→ **Task brief**
Reproduce every one of the following rows word for word, leaving out the pictures.

________________

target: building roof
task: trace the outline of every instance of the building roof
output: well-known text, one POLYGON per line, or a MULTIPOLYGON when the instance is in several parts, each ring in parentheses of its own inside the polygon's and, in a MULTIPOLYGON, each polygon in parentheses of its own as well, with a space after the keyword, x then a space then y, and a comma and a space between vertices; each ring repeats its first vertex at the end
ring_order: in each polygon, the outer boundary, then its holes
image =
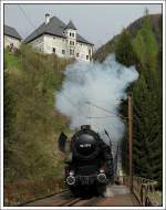
MULTIPOLYGON (((73 24, 74 27, 74 24, 73 24)), ((25 40, 24 43, 29 43, 33 40, 35 40, 38 36, 41 36, 43 34, 51 34, 60 38, 66 38, 64 34, 64 30, 66 29, 66 24, 62 22, 56 17, 52 17, 48 24, 43 22, 38 29, 35 29, 25 40)), ((82 38, 80 34, 76 33, 76 41, 82 42, 85 44, 91 44, 87 40, 82 38)))
POLYGON ((4 24, 4 35, 9 35, 18 40, 22 40, 21 35, 18 33, 18 31, 14 28, 6 25, 6 24, 4 24))
POLYGON ((68 23, 68 25, 65 27, 65 29, 73 29, 73 30, 76 30, 76 28, 75 28, 75 25, 74 25, 74 23, 73 23, 72 21, 70 21, 70 22, 68 23))

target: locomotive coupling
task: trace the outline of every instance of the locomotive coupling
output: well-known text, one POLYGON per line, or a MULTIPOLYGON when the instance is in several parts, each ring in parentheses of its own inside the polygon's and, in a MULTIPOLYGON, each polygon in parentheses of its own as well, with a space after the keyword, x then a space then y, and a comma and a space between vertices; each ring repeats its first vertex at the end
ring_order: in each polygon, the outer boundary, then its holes
POLYGON ((97 180, 102 183, 105 183, 106 182, 106 175, 104 172, 98 174, 97 180))
POLYGON ((73 175, 70 175, 68 178, 66 178, 66 183, 69 186, 73 186, 75 183, 75 177, 73 177, 73 175))

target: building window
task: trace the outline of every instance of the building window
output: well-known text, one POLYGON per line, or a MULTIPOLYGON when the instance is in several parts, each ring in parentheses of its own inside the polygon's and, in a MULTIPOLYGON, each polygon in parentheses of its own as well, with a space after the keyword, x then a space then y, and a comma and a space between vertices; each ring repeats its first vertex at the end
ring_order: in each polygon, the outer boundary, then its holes
POLYGON ((74 55, 74 50, 70 49, 70 55, 74 55))
POLYGON ((73 41, 70 41, 70 44, 74 46, 74 42, 73 41))
POLYGON ((56 49, 55 49, 55 48, 52 48, 52 52, 55 53, 55 52, 56 52, 56 49))

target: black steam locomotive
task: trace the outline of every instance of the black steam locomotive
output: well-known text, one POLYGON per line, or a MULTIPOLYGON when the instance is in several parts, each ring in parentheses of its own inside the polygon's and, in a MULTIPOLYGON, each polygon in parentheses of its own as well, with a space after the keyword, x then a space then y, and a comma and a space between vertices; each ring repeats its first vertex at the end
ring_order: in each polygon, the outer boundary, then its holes
MULTIPOLYGON (((59 138, 62 151, 66 139, 62 133, 59 138)), ((106 145, 89 125, 83 125, 72 136, 70 149, 71 158, 65 161, 65 182, 73 195, 103 193, 114 178, 111 145, 106 145)))

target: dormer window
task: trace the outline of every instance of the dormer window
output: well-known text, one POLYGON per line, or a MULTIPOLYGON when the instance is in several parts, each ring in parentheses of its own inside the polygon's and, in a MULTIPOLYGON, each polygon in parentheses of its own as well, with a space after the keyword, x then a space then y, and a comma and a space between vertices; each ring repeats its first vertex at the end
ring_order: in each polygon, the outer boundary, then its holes
POLYGON ((70 36, 71 36, 71 38, 74 38, 74 33, 70 32, 70 36))

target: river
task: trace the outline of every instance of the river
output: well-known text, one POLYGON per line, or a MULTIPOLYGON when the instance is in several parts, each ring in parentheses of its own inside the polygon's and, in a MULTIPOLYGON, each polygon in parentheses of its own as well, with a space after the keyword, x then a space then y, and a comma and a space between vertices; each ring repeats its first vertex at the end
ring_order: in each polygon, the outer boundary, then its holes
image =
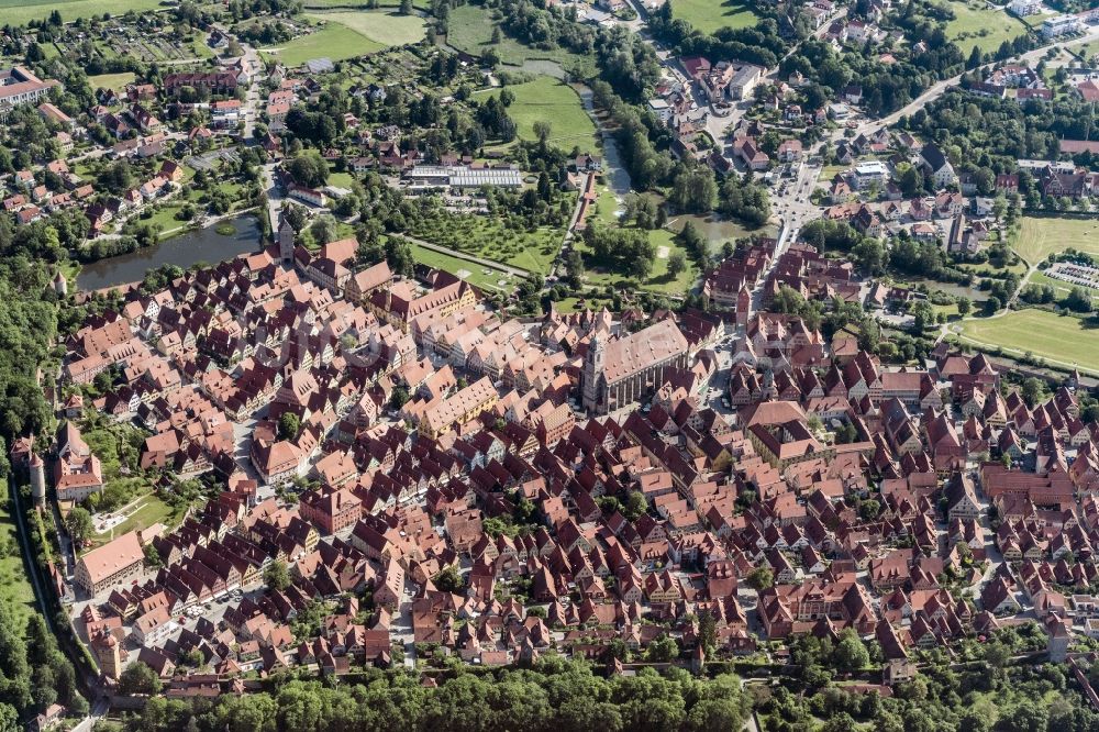
POLYGON ((149 269, 174 264, 184 269, 200 262, 217 263, 259 251, 259 225, 254 215, 230 219, 233 234, 219 234, 217 226, 196 229, 166 239, 145 249, 84 265, 76 284, 81 290, 99 290, 134 282, 149 269))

________________

→ **The result**
target: building roof
task: trace the outline of every instance of the building roof
output: well-known text, one POLYGON per line, or a MULTIPOLYGON when the instance is in several parts, each ring in parentheses of its own inside the polygon's and, in a MULTIPOLYGON, each polygon in parentheses of its own as well, with a space after the keyword, x then a space then y, and a comma and a space between vertices; each ring repeats its first vertex at the end
ring_order: in each polygon, the outer boundary, then its holes
image =
MULTIPOLYGON (((73 24, 74 27, 74 24, 73 24)), ((25 40, 24 43, 29 43, 33 40, 35 40, 38 36, 41 36, 43 34, 51 34, 60 38, 66 38, 64 34, 64 30, 66 29, 66 24, 62 22, 56 17, 52 17, 48 24, 43 22, 38 29, 35 29, 25 40)), ((82 38, 80 34, 76 33, 76 41, 82 42, 85 44, 91 44, 87 40, 82 38)))
POLYGON ((4 24, 4 35, 9 35, 18 40, 22 40, 21 35, 18 33, 18 31, 14 28, 6 25, 6 24, 4 24))
POLYGON ((68 23, 68 25, 65 27, 65 29, 73 29, 73 30, 76 30, 76 28, 75 28, 75 25, 74 25, 74 23, 73 23, 72 21, 70 21, 70 22, 68 23))

target: locomotive coupling
task: trace the outline of every instance of the locomotive coupling
output: well-known text, one POLYGON per line, or a MULTIPOLYGON when the instance is in several parts, each ring in parentheses of its own inside the polygon's and, in a MULTIPOLYGON, each polygon in parentheses of its own as well, with a space after the keyword, x then a space then y, and a comma and a space between vertices; each ring repeats its first vertex at the end
ring_order: in each polygon, the outer boundary, then its holes
POLYGON ((97 180, 102 183, 105 183, 106 182, 106 175, 104 172, 98 174, 97 180))
POLYGON ((73 175, 70 175, 68 178, 66 178, 66 183, 69 186, 73 186, 75 183, 75 177, 73 177, 73 175))

target: building window
task: trace the outline of every instance of the building window
output: well-known text, one POLYGON per line, or a MULTIPOLYGON when the instance is in several parts, each ring in parentheses of its own inside the polygon's and, in a MULTIPOLYGON, each polygon in parentheses of its own as well, with a space after the keyword, x then a space then y, and a comma and a space between vertices; each ring repeats its first vertex at the end
ring_order: in each polygon, the outer boundary, then its holes
POLYGON ((74 55, 74 50, 70 49, 70 55, 74 55))
POLYGON ((73 41, 70 41, 70 44, 74 46, 74 42, 73 41))
POLYGON ((56 49, 55 49, 55 48, 52 48, 52 52, 55 53, 55 52, 56 52, 56 49))

target: black steam locomotive
task: trace the outline of every instance of the black steam locomotive
output: well-known text, one POLYGON per line, or a MULTIPOLYGON when the instance is in several parts, each ring in parentheses of its own inside the polygon's and, in a MULTIPOLYGON, each polygon in parentheses of its own as well, with a space after the keyword, x then a space then y, and a comma and a space between vertices; each ring repeats its first vertex at the end
ring_order: in each polygon, the outer boundary, then its holes
MULTIPOLYGON (((59 138, 62 151, 66 139, 62 133, 59 138)), ((106 145, 89 125, 83 125, 72 136, 70 149, 71 158, 65 161, 65 182, 73 195, 103 193, 114 178, 111 145, 106 145)))

target: dormer window
task: trace the outline of every instance of the dormer window
output: well-known text, one POLYGON per line, or a MULTIPOLYGON when the instance is in several parts, each ring in parentheses of its own inside the polygon's and, in a MULTIPOLYGON, each polygon in parentheses of its own as well, with a space after the keyword, x then a space then y, and a comma and a space between vertices; each ring repeats its first vertex at the end
ring_order: in each polygon, the outer boundary, then its holes
POLYGON ((70 36, 71 36, 71 38, 74 38, 74 33, 70 32, 70 36))

target: river
task: trace the outline of every instance of the river
output: well-known text, one POLYGON per line, or a MULTIPOLYGON when the instance is in several parts, each ring in parentheses of its own inside the polygon's and, in a MULTIPOLYGON, each polygon in parentheses of its own as well, with a space after the keyword, x then a space then y, and a comma and a space between vertices; each ring repeats its first vertex at the end
ring_order: in each polygon, the outer boundary, then its holes
image =
POLYGON ((149 269, 174 264, 184 269, 200 262, 217 263, 259 251, 259 225, 254 215, 230 219, 233 234, 219 234, 217 226, 196 229, 166 239, 145 249, 84 265, 76 284, 81 290, 99 290, 134 282, 149 269))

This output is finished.